*What to produce*
Pick out and copy every line of the records below that contains the word "lagoon". Case counts.

*Task inputs*
(begin)

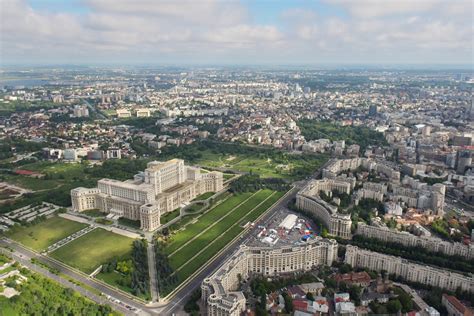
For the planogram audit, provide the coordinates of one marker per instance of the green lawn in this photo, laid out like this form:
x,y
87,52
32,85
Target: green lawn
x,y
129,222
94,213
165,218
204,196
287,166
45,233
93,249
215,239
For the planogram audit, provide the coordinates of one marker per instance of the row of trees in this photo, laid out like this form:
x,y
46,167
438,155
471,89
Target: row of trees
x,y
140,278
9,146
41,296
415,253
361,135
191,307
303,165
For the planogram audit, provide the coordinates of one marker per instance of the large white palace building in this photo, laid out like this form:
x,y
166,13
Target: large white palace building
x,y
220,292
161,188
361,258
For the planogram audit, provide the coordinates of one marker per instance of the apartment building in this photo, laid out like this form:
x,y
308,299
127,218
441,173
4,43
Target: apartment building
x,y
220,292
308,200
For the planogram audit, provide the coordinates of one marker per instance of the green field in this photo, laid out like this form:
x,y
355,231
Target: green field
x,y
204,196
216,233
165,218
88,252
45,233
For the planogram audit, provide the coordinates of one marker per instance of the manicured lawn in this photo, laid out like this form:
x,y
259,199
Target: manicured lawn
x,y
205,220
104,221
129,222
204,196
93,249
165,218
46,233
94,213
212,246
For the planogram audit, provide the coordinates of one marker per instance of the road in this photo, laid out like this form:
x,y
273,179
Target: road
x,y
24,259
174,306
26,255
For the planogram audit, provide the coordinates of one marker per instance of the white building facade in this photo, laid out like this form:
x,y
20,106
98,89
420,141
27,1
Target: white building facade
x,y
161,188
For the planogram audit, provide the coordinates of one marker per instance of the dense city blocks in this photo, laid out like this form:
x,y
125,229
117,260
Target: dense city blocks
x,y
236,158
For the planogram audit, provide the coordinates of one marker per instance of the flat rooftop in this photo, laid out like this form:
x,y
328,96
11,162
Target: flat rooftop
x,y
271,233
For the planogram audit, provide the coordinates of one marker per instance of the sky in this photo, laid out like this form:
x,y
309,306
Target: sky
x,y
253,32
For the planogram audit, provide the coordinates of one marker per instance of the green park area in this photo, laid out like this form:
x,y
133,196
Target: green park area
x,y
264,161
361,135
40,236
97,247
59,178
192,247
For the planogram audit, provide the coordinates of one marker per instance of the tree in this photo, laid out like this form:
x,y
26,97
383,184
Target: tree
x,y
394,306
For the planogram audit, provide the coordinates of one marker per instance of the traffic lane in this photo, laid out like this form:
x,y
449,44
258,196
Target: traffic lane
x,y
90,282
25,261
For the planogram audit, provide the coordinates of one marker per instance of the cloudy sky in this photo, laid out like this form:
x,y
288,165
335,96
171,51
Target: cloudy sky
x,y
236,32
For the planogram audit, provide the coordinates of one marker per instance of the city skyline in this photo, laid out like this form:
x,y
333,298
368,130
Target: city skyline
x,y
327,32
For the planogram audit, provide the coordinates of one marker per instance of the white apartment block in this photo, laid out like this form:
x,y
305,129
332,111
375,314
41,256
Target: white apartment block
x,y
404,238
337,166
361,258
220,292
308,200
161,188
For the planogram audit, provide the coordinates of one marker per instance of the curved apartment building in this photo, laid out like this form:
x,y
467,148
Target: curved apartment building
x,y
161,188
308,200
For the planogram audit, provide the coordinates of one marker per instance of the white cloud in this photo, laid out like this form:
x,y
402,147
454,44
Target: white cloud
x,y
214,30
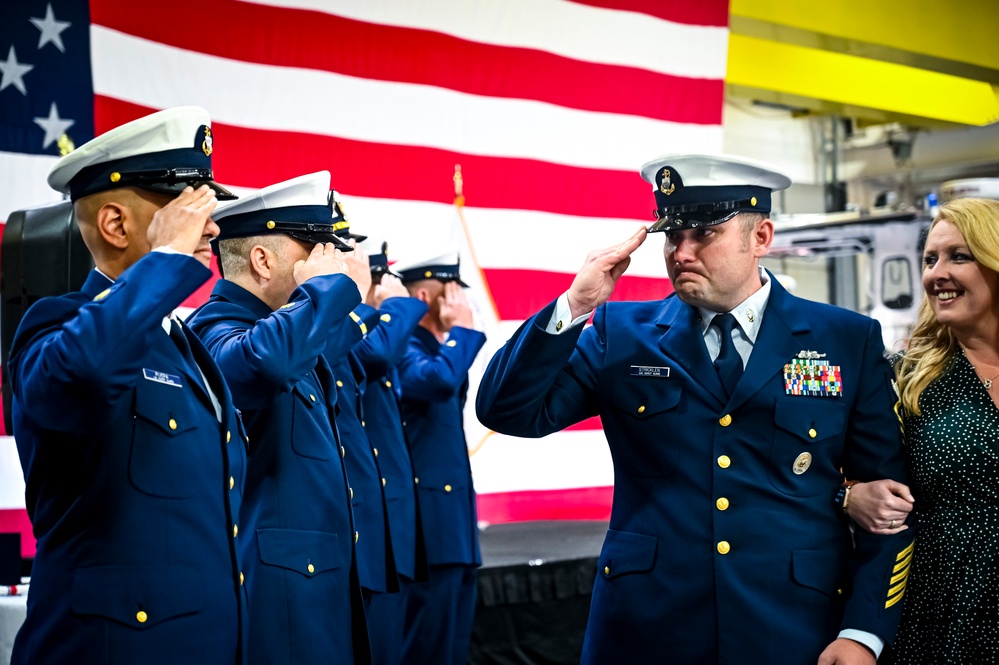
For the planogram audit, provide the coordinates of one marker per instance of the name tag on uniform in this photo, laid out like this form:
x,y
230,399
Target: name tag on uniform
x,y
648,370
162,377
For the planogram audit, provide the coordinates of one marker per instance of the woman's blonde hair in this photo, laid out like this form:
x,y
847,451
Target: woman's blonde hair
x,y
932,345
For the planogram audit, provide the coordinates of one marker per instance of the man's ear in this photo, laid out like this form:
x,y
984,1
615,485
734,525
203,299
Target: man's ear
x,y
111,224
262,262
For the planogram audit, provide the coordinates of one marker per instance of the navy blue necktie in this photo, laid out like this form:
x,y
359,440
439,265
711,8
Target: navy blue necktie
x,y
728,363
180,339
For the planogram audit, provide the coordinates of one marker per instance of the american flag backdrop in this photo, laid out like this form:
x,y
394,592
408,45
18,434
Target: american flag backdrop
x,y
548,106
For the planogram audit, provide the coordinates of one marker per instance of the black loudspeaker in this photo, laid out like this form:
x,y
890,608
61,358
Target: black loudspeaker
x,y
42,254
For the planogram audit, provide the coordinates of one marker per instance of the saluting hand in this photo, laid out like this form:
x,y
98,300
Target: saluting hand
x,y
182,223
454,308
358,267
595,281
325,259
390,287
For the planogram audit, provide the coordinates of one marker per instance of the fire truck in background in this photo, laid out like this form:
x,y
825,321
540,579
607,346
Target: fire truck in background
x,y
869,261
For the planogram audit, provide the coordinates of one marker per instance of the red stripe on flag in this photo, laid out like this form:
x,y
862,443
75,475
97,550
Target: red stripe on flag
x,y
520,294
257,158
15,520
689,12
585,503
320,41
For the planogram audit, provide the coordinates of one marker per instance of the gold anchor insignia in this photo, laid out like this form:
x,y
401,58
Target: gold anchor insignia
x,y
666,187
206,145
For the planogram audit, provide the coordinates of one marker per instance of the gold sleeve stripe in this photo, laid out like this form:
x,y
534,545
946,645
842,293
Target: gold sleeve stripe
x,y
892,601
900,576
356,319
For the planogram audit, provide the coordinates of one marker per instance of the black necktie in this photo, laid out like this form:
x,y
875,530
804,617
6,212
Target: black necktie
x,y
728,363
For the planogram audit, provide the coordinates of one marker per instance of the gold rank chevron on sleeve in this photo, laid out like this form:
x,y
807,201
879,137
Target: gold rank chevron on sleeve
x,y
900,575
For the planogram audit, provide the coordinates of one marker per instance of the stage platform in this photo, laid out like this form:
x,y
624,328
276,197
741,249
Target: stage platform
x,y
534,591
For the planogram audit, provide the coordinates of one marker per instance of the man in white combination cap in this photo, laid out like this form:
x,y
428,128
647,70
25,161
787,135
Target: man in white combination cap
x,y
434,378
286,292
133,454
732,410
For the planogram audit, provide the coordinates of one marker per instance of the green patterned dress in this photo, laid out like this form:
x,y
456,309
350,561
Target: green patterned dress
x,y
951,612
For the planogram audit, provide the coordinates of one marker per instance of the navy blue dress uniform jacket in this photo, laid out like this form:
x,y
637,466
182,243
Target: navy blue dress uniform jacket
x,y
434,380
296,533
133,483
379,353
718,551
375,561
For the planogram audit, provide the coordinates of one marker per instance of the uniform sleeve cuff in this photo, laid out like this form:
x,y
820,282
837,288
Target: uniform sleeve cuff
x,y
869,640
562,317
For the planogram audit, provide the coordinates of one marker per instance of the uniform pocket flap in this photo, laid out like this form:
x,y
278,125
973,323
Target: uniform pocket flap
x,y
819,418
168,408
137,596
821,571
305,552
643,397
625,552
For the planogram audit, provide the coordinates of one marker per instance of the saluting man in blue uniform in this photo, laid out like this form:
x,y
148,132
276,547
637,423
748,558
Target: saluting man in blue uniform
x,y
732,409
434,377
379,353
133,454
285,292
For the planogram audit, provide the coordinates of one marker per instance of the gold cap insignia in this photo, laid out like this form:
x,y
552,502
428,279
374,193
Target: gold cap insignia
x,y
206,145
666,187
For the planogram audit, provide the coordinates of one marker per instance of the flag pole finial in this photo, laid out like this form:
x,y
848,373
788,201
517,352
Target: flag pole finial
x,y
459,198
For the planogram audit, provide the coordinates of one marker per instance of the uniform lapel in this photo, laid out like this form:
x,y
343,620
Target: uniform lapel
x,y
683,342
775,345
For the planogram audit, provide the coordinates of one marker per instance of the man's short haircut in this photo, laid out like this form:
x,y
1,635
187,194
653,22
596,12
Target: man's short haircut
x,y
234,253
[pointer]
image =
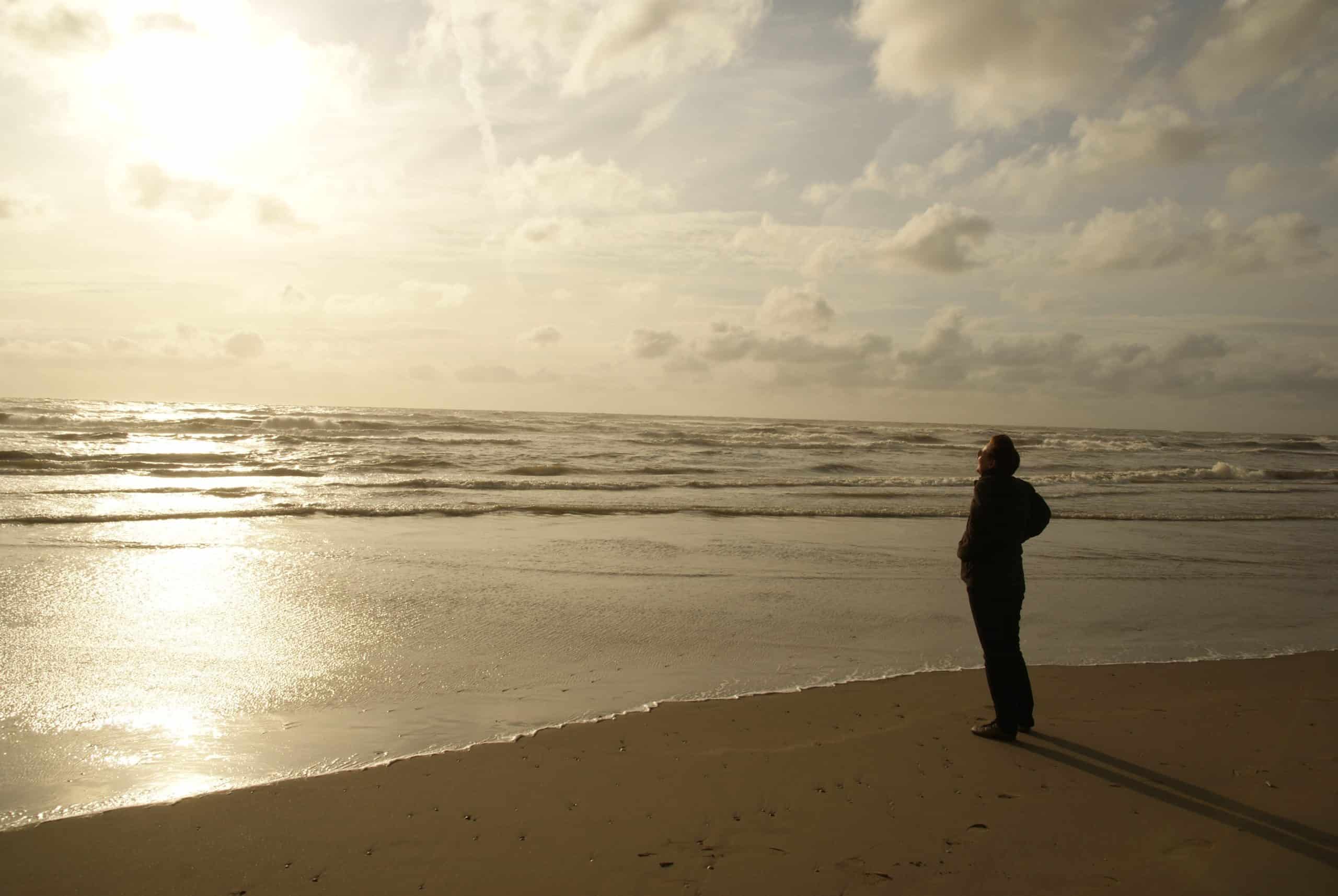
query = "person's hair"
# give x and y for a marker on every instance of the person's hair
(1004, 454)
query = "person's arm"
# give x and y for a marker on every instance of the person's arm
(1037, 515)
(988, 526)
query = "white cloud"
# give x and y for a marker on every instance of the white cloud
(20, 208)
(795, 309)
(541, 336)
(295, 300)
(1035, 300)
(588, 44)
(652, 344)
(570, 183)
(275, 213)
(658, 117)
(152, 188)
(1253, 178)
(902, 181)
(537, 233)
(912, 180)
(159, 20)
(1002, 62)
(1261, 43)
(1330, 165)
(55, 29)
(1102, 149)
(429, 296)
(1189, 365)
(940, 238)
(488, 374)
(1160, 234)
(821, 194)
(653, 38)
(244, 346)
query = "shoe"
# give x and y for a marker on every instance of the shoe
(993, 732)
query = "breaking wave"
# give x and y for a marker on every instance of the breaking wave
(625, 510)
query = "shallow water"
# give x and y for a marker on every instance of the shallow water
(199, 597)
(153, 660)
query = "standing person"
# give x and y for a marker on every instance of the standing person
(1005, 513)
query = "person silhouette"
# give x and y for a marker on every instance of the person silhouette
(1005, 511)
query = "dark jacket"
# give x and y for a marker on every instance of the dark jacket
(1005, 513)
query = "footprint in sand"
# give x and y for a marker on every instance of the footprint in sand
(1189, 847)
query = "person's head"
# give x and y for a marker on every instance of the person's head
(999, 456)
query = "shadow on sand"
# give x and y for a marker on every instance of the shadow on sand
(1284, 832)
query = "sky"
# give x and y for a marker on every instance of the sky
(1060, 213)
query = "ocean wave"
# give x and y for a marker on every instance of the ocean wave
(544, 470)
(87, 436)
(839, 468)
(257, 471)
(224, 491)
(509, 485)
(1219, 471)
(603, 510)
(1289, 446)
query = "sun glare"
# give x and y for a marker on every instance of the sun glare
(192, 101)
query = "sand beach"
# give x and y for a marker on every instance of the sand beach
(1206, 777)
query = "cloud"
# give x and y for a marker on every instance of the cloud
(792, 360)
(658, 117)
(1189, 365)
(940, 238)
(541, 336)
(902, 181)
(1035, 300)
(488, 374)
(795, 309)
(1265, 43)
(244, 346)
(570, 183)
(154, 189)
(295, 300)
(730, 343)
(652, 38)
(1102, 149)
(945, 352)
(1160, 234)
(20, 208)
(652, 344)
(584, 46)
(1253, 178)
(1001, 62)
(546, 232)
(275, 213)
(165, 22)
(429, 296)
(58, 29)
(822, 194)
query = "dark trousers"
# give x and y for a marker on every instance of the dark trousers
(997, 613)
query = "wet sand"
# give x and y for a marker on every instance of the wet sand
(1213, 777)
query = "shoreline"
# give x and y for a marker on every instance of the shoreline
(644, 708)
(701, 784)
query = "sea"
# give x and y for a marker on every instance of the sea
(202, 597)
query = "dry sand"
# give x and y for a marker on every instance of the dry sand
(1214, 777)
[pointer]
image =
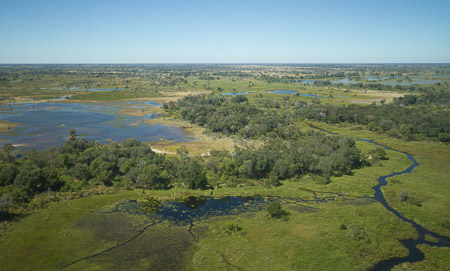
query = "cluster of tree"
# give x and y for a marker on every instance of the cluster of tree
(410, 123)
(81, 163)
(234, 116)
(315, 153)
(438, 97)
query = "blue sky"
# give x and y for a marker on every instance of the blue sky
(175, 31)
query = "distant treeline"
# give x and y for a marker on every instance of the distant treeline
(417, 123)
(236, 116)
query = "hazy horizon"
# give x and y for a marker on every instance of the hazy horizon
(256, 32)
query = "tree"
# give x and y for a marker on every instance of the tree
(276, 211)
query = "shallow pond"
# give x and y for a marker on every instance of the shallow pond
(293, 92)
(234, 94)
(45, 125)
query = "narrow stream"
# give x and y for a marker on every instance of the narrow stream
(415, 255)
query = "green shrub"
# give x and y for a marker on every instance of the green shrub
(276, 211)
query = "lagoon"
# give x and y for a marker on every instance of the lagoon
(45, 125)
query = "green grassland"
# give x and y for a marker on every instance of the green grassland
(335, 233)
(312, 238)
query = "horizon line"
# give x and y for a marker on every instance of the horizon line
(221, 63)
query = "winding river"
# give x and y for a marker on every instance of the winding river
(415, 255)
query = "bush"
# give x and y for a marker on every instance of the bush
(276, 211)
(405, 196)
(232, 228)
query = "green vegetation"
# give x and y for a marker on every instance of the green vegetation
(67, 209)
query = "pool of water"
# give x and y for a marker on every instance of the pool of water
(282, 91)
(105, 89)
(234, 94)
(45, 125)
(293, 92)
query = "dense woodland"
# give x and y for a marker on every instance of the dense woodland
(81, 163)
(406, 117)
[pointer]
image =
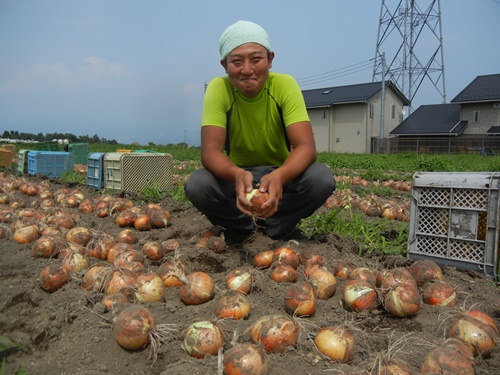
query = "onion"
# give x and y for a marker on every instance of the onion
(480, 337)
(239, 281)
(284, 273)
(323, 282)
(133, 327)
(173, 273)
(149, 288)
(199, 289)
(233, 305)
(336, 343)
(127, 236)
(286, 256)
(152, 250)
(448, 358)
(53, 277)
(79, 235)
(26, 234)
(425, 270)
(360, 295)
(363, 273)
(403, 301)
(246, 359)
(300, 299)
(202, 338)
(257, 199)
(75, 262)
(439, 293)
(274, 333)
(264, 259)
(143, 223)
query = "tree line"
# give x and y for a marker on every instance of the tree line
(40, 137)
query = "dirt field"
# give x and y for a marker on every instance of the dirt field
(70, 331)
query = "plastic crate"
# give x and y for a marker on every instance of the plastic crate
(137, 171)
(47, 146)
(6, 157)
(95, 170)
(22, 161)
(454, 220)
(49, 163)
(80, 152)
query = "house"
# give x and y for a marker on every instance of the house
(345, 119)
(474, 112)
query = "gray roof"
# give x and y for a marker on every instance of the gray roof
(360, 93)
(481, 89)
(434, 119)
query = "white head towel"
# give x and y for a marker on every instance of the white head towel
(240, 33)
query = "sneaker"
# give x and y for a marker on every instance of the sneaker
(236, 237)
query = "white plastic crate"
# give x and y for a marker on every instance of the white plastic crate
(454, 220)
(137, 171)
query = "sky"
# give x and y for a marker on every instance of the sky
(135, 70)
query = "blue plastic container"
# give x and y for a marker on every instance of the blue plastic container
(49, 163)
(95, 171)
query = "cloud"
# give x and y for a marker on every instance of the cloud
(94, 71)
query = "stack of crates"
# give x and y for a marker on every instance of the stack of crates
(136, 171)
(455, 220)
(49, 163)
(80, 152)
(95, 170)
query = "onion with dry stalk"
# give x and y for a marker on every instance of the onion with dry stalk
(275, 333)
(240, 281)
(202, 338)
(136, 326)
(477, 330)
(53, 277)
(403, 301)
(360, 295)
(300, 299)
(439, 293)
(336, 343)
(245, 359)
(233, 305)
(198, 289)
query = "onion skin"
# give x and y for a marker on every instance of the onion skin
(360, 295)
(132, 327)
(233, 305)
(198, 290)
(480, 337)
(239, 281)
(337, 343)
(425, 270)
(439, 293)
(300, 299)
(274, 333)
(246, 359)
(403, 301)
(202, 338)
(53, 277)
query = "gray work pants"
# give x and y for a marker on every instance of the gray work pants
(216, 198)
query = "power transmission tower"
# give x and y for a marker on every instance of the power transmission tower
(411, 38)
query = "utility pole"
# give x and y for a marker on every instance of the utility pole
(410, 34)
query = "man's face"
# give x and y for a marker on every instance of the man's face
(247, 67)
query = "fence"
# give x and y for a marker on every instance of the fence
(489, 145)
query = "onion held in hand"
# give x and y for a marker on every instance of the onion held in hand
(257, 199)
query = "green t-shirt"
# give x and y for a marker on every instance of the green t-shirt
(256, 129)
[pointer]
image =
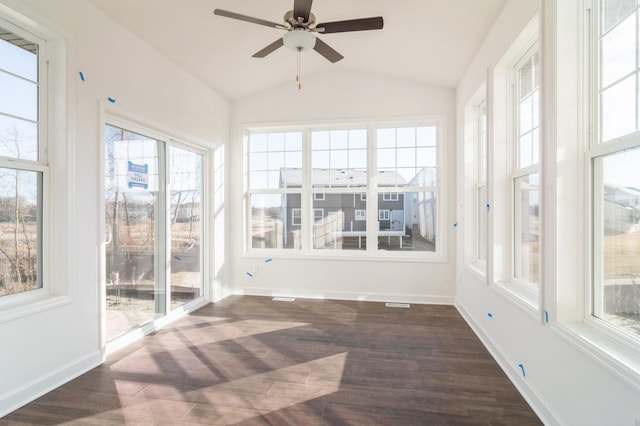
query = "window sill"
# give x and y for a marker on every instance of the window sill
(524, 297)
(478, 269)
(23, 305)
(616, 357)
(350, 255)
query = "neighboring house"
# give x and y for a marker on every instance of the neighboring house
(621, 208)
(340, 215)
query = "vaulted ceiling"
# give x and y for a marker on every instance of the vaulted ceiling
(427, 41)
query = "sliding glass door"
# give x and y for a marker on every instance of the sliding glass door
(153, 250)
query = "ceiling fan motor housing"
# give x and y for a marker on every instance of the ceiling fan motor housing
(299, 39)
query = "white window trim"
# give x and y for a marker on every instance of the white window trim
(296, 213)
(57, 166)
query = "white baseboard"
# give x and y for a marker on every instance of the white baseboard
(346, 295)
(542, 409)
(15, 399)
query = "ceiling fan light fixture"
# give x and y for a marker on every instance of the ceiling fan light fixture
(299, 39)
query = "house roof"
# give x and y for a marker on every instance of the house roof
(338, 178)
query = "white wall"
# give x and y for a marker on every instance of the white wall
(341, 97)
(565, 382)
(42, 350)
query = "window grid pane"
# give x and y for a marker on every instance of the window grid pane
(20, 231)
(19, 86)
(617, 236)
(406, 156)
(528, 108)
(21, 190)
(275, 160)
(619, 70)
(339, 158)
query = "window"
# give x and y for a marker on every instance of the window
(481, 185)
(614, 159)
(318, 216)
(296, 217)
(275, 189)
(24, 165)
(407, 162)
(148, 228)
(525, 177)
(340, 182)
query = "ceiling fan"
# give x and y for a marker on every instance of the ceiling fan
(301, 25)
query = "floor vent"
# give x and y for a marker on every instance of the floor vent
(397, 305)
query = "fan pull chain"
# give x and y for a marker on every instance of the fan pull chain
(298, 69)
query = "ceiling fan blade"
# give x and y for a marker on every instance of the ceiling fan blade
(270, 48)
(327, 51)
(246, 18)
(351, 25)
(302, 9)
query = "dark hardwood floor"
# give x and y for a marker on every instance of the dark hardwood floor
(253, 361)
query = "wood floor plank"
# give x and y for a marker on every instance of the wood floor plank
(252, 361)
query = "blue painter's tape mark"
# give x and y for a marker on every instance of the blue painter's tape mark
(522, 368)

(end)

*Solution to this task*
query = "lagoon"
# give x and y for a marker on every instance of the lagoon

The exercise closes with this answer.